EXCERPTED RECORDS START
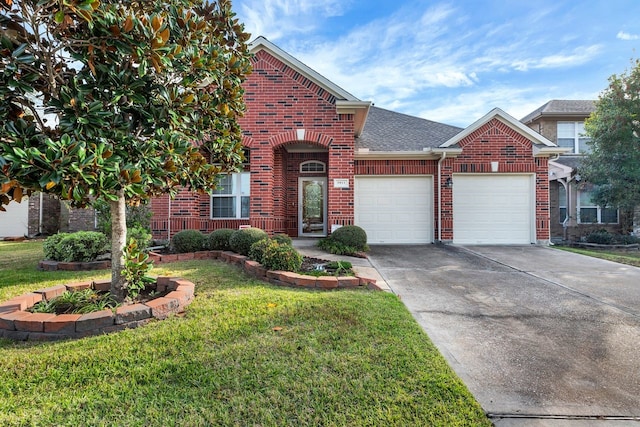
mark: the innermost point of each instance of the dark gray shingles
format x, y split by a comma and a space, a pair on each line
390, 131
559, 107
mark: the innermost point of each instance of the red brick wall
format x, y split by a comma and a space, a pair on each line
279, 102
496, 141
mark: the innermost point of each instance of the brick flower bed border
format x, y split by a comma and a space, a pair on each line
281, 278
19, 324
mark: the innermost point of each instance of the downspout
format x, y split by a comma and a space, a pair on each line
40, 215
444, 155
169, 221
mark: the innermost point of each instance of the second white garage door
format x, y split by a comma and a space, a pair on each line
395, 210
493, 209
14, 222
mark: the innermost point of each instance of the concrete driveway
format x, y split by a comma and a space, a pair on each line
540, 336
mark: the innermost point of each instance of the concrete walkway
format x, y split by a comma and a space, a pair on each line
541, 337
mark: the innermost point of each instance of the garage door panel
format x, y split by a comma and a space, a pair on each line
14, 222
394, 210
493, 209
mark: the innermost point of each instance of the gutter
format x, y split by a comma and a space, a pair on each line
443, 156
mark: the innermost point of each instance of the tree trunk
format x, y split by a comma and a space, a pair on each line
118, 242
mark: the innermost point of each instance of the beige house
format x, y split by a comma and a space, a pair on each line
573, 213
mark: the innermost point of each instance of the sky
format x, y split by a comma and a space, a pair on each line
454, 61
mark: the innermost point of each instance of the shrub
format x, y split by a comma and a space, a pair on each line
141, 236
283, 239
281, 257
241, 240
136, 267
602, 237
187, 241
256, 253
82, 246
218, 240
628, 239
351, 236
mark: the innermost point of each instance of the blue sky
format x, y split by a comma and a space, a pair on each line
454, 61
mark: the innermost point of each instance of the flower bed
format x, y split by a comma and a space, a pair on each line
19, 324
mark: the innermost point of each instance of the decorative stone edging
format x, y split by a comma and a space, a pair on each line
281, 278
18, 324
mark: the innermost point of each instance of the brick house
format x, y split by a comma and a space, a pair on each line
573, 214
319, 158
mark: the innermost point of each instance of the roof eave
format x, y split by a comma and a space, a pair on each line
427, 153
360, 111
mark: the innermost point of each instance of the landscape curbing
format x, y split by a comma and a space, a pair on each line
18, 324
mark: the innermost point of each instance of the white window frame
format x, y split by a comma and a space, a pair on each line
562, 191
598, 208
236, 193
577, 134
313, 166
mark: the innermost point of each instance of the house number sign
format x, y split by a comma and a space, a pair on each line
340, 183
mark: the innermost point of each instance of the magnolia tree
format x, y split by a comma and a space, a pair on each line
105, 99
613, 165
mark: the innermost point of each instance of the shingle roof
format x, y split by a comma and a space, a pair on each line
562, 107
390, 131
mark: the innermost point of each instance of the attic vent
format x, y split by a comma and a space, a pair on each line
312, 166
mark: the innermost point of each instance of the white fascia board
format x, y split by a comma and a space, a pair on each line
505, 118
549, 151
261, 43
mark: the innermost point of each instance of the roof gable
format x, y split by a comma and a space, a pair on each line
508, 120
345, 102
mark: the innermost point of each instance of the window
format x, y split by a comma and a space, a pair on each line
590, 213
312, 166
231, 198
562, 203
572, 135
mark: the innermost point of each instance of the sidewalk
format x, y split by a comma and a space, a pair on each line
361, 266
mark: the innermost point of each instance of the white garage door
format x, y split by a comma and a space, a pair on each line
13, 222
493, 209
395, 210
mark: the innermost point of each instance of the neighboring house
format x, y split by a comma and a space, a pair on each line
319, 158
573, 214
43, 214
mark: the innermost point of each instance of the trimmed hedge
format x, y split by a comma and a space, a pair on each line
82, 246
187, 241
241, 240
218, 240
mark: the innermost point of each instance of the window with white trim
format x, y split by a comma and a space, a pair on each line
312, 166
231, 199
572, 135
590, 213
562, 203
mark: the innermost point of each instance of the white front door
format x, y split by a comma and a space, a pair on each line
312, 207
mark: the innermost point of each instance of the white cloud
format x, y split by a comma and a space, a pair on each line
626, 36
277, 19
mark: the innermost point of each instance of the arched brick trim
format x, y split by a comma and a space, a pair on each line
291, 137
247, 141
493, 128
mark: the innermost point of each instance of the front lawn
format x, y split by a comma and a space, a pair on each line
631, 257
244, 353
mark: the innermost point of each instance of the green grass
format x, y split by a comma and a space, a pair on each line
245, 353
622, 257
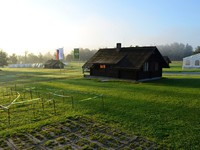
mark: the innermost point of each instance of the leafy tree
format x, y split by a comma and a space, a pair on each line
13, 59
84, 54
69, 57
176, 51
3, 58
197, 50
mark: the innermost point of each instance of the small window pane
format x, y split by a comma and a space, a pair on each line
187, 62
196, 62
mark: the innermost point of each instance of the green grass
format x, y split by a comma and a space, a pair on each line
176, 66
165, 110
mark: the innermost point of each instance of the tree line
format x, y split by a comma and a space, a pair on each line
175, 51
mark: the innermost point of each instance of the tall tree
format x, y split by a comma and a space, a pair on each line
13, 59
197, 50
3, 58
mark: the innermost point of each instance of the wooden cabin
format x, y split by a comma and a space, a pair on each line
135, 63
54, 64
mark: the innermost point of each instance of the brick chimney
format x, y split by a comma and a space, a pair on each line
119, 46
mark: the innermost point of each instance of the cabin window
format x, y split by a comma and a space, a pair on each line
187, 62
102, 66
146, 66
196, 62
156, 66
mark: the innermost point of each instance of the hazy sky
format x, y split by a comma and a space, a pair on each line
43, 25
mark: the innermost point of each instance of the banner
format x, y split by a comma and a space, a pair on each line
76, 53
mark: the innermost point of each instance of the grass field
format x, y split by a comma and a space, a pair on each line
165, 111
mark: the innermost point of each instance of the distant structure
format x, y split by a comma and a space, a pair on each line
167, 59
54, 64
191, 62
34, 65
135, 63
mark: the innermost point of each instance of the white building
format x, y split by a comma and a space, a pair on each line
191, 62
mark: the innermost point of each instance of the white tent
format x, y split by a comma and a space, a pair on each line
191, 62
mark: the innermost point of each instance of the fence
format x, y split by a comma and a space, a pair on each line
30, 104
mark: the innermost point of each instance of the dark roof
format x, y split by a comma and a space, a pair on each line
167, 59
52, 62
134, 57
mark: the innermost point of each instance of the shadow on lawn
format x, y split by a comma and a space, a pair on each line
178, 82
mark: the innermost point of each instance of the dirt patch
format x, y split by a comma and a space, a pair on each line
76, 133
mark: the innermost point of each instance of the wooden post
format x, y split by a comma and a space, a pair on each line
8, 116
43, 104
72, 102
63, 96
31, 94
54, 106
102, 101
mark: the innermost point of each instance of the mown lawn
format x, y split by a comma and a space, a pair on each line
166, 111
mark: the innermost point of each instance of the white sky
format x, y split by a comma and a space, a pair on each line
45, 25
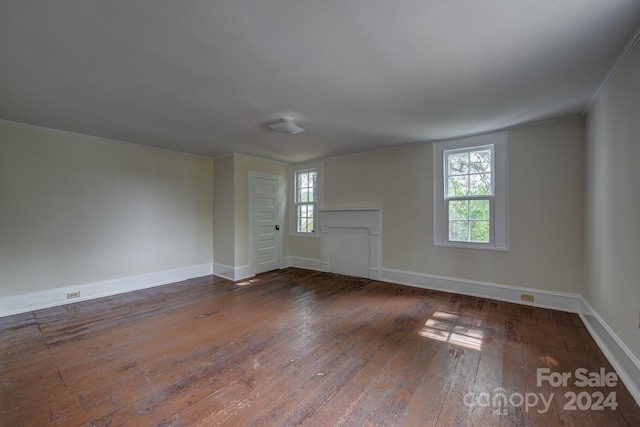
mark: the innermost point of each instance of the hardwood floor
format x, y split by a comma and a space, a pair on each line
297, 347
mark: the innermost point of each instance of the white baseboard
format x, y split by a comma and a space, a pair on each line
54, 297
625, 363
306, 263
542, 298
232, 273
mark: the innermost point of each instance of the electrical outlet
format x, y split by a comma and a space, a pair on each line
526, 297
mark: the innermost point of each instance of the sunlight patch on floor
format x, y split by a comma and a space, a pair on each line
454, 329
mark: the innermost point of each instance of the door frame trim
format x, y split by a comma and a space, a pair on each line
279, 200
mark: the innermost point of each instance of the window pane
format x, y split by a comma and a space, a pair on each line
459, 209
479, 209
480, 161
303, 180
458, 164
458, 185
480, 231
312, 179
480, 184
459, 231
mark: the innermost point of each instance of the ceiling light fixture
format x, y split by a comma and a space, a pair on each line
286, 125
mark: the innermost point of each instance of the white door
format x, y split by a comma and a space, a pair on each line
266, 228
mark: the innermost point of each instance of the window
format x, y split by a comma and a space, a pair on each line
305, 200
470, 205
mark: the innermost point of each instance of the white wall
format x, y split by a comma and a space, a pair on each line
77, 209
612, 225
224, 211
546, 194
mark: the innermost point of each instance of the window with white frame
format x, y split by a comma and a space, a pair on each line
305, 199
470, 192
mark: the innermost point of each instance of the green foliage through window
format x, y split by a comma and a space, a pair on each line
468, 179
306, 199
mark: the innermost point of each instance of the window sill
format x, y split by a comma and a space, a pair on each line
312, 235
471, 246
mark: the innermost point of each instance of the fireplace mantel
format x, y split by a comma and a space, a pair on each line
351, 241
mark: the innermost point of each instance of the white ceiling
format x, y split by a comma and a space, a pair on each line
206, 77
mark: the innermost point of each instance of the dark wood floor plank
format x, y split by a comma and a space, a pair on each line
292, 347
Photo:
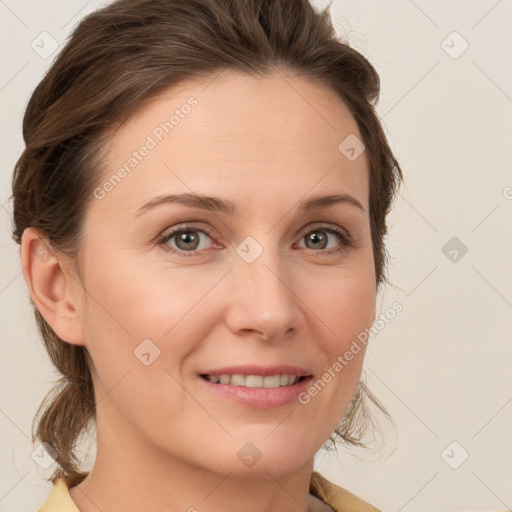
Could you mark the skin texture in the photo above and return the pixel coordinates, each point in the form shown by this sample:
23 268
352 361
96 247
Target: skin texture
166 442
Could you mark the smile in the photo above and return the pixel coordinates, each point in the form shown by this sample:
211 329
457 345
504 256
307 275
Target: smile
255 381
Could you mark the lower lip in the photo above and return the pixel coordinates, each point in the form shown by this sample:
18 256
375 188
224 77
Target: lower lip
260 398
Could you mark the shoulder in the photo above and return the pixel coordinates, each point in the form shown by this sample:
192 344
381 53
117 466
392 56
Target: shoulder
338 498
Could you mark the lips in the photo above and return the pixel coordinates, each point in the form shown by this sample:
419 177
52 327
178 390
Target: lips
258 370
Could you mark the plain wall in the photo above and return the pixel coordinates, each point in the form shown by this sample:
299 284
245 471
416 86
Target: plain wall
442 365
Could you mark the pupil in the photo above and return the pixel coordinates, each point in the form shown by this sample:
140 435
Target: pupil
187 238
315 238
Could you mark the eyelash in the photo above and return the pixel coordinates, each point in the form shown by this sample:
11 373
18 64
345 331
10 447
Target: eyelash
346 239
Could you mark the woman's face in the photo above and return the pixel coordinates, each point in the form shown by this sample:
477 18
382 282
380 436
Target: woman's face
264 282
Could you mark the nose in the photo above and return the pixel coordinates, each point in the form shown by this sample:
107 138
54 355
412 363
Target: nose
262 300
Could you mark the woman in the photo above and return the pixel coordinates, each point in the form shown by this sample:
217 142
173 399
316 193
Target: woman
201 210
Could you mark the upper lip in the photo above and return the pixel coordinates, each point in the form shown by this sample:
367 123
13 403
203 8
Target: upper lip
259 370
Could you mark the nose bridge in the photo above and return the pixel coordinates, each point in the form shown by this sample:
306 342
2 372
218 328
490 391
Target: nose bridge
263 299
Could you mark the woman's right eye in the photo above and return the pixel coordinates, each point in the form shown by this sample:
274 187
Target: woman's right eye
187 240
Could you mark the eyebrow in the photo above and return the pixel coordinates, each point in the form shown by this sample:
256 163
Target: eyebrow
216 204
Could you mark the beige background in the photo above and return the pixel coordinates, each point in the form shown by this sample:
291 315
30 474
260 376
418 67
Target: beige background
442 365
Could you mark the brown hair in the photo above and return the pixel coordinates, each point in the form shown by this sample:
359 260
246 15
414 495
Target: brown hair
116 58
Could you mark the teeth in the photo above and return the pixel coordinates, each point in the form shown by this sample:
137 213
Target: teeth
255 381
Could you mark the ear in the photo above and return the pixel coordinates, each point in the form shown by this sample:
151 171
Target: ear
53 290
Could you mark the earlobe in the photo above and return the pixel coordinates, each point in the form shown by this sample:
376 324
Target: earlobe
50 287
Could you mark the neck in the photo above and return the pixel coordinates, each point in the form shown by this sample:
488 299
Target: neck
130 474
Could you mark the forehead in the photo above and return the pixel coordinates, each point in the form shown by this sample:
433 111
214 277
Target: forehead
234 135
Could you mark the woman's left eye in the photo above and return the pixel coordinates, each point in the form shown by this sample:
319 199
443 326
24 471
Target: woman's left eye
187 239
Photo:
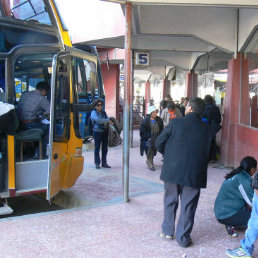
EXCERPTED RECORDS END
» **EXERCISE BRIEF**: Scan the records above, then copy out each line that mentions "dark".

» **EXPECTED OUTPUT**:
mark: the innermost point of each instance of the dark gray shingles
mark: the innermost point of each instance of the dark roof
mark: the innermost point of each instance of the dark wood floor plank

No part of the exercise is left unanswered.